§ **PROBLEM DETAILS**:
Update the material below by replacing "office chair" with "desk chair" and leaving everything else unchanged.

§ **EXTRACTED DATA**:
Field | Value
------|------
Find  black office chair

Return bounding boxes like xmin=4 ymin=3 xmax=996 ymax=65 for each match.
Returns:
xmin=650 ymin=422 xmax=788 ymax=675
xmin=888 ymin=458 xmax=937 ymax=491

§ **ANSWER FOR THE TASK**:
Field | Value
------|------
Find  black desk chair

Return bounding boxes like xmin=4 ymin=3 xmax=996 ymax=65 for each match.
Returns:
xmin=650 ymin=422 xmax=788 ymax=675
xmin=888 ymin=458 xmax=937 ymax=491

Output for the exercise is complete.